*** SUPPLIED RECORDS ***
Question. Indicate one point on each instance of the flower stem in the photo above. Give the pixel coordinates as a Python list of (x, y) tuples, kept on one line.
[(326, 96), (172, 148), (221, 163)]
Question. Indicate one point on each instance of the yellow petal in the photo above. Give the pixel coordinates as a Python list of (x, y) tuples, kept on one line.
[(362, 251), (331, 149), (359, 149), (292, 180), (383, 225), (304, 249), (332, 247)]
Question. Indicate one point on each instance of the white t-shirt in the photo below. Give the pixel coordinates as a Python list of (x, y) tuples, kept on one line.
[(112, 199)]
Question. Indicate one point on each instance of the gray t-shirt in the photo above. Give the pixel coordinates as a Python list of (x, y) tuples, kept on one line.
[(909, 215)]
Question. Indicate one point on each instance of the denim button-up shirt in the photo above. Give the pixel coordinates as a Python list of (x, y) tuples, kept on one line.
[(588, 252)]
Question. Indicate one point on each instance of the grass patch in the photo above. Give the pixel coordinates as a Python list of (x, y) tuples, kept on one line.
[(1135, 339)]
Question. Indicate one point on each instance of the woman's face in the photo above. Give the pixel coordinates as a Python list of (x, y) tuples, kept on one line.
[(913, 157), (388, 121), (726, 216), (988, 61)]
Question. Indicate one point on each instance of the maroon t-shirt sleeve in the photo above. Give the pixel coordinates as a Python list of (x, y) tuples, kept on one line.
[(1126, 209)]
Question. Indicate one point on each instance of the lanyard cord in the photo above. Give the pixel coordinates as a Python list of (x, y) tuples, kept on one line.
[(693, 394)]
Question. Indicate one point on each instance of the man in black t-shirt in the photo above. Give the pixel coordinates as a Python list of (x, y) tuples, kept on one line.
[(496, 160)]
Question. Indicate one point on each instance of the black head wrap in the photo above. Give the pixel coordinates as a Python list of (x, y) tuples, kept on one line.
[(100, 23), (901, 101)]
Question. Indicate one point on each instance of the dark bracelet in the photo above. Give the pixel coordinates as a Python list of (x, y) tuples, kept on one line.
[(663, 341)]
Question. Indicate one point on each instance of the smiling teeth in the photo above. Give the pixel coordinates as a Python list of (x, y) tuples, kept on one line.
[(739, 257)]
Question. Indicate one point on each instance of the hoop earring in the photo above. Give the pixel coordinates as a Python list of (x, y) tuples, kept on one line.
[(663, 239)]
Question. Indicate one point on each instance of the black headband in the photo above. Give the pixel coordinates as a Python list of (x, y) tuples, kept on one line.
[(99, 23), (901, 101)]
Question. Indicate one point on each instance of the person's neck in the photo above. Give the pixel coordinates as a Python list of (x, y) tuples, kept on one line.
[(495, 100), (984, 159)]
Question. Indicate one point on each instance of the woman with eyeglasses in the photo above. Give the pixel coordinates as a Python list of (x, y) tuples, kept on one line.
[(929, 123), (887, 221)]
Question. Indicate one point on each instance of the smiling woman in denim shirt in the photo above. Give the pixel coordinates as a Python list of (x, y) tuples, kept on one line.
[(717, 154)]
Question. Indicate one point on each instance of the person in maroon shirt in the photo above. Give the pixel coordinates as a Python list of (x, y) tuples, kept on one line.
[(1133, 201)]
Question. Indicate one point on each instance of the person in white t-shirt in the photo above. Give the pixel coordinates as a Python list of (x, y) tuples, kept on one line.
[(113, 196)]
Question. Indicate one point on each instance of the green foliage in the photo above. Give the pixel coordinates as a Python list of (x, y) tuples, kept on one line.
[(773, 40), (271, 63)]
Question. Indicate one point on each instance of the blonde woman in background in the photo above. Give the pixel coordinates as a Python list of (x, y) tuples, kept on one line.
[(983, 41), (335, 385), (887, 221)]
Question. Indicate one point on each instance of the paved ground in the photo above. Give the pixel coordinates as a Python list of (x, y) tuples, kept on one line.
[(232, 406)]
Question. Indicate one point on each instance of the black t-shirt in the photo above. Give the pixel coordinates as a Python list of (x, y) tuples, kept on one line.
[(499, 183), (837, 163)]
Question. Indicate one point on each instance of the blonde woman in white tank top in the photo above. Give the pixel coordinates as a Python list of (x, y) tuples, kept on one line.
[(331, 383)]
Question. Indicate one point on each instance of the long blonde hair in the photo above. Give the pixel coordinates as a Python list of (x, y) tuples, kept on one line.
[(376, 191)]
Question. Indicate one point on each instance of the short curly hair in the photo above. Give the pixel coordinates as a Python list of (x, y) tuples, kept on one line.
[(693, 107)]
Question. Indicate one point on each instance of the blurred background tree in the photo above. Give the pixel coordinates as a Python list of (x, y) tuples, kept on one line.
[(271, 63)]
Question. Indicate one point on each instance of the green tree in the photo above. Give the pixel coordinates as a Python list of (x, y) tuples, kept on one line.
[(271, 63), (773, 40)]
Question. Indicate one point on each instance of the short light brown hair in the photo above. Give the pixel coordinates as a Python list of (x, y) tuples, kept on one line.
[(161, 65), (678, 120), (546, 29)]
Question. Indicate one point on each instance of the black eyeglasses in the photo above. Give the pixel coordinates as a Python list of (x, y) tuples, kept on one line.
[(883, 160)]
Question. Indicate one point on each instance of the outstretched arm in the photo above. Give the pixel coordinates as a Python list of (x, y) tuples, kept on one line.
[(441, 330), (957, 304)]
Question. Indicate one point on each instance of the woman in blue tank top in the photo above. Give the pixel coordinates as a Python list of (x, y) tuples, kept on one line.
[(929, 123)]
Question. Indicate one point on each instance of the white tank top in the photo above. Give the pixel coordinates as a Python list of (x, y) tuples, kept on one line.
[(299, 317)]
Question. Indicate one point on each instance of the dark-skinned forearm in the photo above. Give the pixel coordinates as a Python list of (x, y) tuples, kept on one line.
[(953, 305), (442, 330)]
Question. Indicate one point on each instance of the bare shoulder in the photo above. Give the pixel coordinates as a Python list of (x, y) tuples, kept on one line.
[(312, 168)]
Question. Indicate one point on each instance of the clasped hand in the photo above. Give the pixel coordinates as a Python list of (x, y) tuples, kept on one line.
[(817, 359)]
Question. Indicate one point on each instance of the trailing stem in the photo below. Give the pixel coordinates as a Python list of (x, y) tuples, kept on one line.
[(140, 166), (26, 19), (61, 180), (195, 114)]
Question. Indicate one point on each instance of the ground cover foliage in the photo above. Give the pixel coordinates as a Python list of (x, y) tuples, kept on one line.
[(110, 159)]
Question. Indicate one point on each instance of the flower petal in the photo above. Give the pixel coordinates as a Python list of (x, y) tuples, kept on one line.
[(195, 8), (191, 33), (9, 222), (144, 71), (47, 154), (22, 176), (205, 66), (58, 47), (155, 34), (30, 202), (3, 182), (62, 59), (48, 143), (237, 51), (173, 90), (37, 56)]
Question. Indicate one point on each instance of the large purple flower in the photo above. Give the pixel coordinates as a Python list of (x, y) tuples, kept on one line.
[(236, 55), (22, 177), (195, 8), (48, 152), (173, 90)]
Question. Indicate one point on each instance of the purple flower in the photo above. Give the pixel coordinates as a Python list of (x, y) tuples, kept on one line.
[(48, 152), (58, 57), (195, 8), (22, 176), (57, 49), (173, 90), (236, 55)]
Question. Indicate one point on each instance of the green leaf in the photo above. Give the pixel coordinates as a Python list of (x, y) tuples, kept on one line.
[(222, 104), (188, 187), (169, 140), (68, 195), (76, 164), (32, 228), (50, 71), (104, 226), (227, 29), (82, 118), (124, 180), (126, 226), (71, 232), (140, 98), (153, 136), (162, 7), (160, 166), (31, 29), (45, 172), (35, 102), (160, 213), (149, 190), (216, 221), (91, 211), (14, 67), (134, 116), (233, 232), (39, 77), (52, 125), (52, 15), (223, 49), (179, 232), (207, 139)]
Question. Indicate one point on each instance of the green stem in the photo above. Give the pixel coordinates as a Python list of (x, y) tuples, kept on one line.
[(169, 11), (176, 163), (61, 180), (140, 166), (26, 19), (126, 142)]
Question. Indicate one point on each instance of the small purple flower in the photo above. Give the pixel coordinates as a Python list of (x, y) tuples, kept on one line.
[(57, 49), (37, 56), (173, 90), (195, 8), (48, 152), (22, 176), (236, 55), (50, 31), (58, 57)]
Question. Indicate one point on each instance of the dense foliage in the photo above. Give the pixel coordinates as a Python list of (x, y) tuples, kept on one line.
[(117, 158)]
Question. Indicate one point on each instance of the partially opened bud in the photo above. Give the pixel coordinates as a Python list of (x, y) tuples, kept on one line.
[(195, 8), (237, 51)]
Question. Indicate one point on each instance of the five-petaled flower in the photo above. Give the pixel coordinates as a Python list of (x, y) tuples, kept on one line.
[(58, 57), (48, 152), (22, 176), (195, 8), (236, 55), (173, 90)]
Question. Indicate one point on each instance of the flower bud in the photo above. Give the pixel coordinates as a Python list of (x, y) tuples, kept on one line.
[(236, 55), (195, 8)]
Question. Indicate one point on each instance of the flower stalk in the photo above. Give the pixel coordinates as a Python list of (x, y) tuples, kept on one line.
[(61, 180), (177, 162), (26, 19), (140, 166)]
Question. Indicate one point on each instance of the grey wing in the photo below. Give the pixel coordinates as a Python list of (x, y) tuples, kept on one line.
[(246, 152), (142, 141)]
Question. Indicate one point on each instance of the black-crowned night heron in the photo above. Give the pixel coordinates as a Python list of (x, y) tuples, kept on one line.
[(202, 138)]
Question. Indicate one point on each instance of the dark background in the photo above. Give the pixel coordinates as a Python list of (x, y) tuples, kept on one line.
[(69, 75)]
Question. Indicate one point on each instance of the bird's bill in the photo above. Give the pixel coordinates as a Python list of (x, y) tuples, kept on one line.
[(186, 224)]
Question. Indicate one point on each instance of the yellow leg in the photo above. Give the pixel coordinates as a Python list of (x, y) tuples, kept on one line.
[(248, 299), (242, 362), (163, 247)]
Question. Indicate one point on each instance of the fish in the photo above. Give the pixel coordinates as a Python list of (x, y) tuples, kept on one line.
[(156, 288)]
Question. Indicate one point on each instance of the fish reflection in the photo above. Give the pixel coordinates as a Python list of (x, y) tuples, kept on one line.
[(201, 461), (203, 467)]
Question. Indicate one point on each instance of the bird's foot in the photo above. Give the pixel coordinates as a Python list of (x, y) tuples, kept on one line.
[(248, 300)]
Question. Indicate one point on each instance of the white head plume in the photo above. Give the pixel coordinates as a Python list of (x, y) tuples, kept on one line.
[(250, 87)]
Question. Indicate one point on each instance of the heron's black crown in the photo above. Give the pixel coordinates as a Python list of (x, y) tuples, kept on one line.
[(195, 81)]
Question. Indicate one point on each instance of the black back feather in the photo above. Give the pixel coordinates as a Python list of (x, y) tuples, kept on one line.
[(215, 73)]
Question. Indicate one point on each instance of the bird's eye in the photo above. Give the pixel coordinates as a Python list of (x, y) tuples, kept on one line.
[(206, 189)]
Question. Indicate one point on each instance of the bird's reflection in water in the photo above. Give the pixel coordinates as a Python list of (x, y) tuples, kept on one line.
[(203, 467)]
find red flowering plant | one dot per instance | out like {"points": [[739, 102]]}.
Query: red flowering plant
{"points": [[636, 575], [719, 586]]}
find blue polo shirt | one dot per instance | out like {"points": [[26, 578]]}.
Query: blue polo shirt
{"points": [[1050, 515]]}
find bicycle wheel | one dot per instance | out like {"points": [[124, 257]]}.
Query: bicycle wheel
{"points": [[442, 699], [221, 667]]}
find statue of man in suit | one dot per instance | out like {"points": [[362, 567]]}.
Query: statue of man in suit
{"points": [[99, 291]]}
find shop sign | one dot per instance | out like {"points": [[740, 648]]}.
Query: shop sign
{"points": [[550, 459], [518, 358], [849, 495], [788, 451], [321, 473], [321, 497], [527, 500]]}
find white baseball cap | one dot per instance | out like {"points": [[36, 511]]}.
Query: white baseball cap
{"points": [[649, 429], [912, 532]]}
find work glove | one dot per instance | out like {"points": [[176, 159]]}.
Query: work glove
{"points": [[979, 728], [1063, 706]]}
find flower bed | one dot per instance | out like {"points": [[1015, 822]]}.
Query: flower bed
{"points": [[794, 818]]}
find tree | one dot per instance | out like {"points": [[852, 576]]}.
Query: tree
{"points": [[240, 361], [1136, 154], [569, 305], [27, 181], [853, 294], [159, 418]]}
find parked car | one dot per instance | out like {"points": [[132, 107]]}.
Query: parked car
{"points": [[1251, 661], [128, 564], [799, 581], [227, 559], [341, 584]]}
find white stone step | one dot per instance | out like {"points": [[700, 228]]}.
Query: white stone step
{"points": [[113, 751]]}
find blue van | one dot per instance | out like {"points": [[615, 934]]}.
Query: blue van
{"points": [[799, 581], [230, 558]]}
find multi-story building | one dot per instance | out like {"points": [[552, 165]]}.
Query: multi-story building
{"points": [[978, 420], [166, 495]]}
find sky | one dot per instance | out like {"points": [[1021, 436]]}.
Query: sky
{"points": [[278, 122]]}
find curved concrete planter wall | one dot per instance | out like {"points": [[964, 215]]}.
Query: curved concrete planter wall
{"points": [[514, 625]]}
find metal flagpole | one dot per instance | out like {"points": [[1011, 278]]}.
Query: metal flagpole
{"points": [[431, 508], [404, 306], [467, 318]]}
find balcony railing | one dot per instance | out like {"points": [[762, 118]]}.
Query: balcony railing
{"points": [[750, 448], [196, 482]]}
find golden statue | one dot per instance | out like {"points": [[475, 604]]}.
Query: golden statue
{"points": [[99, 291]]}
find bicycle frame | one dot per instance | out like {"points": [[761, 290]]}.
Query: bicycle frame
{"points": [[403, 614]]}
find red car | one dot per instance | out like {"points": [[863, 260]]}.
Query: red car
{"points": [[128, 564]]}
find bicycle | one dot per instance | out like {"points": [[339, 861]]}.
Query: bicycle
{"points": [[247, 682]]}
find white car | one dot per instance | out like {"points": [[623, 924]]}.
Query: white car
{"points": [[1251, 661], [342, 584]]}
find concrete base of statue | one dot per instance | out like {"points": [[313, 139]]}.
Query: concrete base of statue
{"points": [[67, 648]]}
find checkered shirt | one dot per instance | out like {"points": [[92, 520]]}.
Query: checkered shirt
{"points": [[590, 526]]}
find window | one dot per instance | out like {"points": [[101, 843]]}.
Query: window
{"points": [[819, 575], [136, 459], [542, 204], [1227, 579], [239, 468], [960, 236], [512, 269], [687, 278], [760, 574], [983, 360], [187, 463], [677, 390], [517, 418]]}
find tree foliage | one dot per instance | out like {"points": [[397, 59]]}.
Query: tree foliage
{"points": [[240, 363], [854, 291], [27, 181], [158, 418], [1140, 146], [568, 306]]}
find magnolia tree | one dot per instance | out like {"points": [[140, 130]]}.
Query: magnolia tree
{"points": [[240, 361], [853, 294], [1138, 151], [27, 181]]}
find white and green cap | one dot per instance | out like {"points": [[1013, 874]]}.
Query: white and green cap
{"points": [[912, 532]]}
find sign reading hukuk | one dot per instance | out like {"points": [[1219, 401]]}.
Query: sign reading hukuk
*** End of SUPPLIED RECORDS ***
◆ DIRECTIONS FOR THIS TASK
From the records above, repeat exactly the lines from the one with "find red flowering" through the one with "find bicycle wheel", both included.

◆ EXERCISE RESPONSE
find red flowering plant | one dot per instance | out like {"points": [[739, 102]]}.
Query: red flowering plant
{"points": [[636, 575], [719, 586]]}
find blue polo shirt | one dot per instance | out like {"points": [[26, 578]]}.
Query: blue polo shirt
{"points": [[1050, 515]]}
find bicycle wheel | one dot per instance | out like {"points": [[124, 257]]}.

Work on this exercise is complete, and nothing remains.